So the next automation that runs is the stateful position entry, which this automation is answering the question what position type should I enter? I’m now using the information that I collected from my first automation run for the market conditions or the environment that’s important to me and I’m now using this information to now potentially make different decisions. So the first thing that I have the bot do is to check and see if the bot has a tag that is in an uptrend, right?
Now, remember, I’m going to check now because I’ve already tagged the bot as the environment that it’s in for the position I’m looking at. So does the bot have a tag uptrend right now? Right? And if it has the tag downtrend, it will go down the no path, right? That’s all it’s basically doing. So does the bot have a tag uptrend? If the answer to that question is yes, then the bot would go down the yes path. And then it will assess and make a decision. Does the bot has a tag RSI buy signal, right?
Notice we’re doing the same thing we did in the weather analogy, right? Is it going to rain? Is the likelihood of rain over 50%, right? We’re just doing the same thing here and if the bot does have a tag for RSI, then potentially you want to open a short put spread. So now you are changing dynamically what position you get into based on the market conditions that you assess.
Now you can put this all into one automation. You can, but I’m deliberately splitting it out for this workshop so that you can, in your mind, compartmentalize a little bit and split out the different actions that you’re performing, okay? Assessment and then reaction. Now if the bot has uptrend turned on, and RSI buy signal is not inside the bot. Basically, the bot has the neutral technical so it does not have RSI buy, and the answer is no, then I want to open a neutral iron condor position.
If we’re good on this side, are we in an uptrend? No? Does the bot have a tag for high implied volatility? Yes. Great, open an iron butterfly position. Awesome, that’s what I want the bot to do. And if the bot is not in an uptrend and does not have high implied volatility, I just want it to end and not do anything. Remember, we tag the bot as waiting for a better opportunity because we knew we weren’t going to take any action in those environments, right? so we just simply just let it end, let the bot end and we wait for better opportunity.
So we don’t have to always make a trade at the end of a branch, right? We can, of course, go in and, you know, make different types of trades, but we don’t have to. Now here’s the other thing we can do in here too. This is a little bit starting to get a little bit more advanced as we go, okay? But inside of these open position actions that you are getting into, you can also tag the position when it’s opened.

***

-- EXERCISE TASKS --
1. In the trading bot transcript, what position does the bot open when it has no uptrend tag but does have a tag for high implied volatility?
2. Can you update the part of the trading bot transcript that opens with the words containing "Notice we’re doing" and closes with "iron condor position.", putting "long call spread" in place of "short put spread"?

Records:
***

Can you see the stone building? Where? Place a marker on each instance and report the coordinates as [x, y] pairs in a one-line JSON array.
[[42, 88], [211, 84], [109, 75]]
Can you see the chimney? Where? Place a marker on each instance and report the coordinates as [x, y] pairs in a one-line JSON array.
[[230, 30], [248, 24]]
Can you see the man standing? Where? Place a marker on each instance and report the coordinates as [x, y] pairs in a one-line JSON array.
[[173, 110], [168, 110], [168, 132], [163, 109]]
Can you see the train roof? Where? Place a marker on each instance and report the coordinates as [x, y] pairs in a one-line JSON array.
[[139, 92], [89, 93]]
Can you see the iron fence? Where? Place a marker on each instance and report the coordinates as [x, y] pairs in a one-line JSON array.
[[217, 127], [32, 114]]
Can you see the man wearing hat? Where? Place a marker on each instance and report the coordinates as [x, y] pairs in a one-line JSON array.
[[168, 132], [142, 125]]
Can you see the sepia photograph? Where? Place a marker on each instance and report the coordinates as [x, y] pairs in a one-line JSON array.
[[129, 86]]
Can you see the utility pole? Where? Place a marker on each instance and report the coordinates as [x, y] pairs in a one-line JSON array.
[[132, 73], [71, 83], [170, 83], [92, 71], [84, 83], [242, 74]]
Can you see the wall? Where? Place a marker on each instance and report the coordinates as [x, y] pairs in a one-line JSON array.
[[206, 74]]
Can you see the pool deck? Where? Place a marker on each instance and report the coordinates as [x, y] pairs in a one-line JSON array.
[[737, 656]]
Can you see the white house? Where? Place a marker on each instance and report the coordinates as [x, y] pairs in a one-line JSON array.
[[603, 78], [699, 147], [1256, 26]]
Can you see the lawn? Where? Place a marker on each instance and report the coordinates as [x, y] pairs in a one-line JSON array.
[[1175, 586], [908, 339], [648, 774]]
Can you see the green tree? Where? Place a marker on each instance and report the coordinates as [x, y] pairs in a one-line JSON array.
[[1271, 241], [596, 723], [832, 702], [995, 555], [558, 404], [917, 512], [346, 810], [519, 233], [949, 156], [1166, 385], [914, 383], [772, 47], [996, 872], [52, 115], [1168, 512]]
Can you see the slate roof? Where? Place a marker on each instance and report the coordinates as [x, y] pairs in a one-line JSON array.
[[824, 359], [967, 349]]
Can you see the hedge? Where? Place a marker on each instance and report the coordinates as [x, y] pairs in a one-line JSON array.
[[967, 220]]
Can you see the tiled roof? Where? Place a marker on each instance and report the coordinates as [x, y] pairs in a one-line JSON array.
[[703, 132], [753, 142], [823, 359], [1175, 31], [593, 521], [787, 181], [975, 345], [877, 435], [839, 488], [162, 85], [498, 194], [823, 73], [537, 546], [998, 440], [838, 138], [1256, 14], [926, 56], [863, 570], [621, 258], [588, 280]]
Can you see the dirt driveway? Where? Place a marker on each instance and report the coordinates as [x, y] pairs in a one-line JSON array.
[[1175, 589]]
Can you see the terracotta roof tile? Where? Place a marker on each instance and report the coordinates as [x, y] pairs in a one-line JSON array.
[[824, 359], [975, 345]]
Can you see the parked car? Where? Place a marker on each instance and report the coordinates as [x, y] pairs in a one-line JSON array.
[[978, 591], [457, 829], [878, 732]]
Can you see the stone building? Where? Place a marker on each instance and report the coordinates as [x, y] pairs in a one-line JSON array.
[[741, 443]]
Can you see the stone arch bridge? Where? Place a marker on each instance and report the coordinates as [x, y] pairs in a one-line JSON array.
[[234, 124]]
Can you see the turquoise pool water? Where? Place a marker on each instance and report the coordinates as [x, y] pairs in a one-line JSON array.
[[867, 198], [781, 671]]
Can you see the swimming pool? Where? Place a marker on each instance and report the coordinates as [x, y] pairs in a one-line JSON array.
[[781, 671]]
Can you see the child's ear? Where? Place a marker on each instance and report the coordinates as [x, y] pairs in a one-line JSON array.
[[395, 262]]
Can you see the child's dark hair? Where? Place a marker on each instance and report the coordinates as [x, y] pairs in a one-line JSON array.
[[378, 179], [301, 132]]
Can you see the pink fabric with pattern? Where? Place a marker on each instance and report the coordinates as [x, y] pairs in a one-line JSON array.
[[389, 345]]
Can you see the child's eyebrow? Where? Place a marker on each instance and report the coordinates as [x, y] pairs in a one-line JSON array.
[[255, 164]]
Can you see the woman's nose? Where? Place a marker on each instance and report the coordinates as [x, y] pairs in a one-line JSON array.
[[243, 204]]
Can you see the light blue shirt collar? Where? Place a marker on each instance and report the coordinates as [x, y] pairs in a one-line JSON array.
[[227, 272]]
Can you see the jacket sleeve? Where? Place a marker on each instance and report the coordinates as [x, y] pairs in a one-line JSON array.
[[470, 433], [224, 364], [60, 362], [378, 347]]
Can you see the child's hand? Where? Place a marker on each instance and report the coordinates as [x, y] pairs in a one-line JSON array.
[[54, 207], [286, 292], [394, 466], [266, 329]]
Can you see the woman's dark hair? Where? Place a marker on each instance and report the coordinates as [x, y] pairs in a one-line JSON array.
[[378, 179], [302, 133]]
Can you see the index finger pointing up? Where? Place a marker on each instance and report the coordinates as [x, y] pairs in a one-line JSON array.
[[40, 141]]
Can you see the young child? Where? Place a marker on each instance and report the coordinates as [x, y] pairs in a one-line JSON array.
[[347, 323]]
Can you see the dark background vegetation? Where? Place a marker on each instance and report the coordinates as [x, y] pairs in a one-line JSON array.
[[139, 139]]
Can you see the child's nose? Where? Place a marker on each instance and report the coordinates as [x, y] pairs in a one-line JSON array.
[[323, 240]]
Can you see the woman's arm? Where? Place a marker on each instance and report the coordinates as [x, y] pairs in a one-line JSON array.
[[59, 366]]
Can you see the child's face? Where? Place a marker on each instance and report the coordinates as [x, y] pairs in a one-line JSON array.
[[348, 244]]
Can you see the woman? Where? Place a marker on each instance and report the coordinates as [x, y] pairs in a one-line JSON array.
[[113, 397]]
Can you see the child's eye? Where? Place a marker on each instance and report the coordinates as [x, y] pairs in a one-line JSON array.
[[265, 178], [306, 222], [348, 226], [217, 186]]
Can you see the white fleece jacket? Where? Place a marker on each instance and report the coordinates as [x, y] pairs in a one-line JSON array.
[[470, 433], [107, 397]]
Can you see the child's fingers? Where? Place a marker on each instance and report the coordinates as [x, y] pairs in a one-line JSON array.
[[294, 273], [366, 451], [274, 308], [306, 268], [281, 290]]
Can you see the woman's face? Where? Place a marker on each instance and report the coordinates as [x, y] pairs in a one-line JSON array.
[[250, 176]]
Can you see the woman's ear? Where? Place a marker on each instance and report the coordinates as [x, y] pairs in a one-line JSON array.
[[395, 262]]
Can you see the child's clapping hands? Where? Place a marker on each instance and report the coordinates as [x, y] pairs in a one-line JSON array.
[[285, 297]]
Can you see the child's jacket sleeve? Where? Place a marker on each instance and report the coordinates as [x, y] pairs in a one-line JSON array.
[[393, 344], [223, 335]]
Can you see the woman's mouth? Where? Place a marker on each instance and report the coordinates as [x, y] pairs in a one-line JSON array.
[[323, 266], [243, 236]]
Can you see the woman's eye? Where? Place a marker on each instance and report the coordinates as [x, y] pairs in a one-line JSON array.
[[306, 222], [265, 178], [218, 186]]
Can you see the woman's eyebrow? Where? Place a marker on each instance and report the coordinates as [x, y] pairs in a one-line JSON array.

***

-- RESULTS FOR EACH TASK --
1. An iron butterfly position.

2.
Notice we’re doing the same thing we did in the weather analogy, right? Is it going to rain? Is the likelihood of rain over 50%, right? We’re just doing the same thing here and if the bot does have a tag for RSI, then potentially you want to open a long call spread. So now you are changing dynamically what position you get into based on the market conditions that you assess.
Now you can put this all into one automation. You can, but I’m deliberately splitting it out for this workshop so that you can, in your mind, compartmentalize a little bit and split out the different actions that you’re performing, okay? Assessment and then reaction. Now if the bot has uptrend turned on, and RSI buy signal is not inside the bot. Basically, the bot has the neutral technical so it does not have RSI buy, and the answer is no, then I want to open a neutral iron condor position.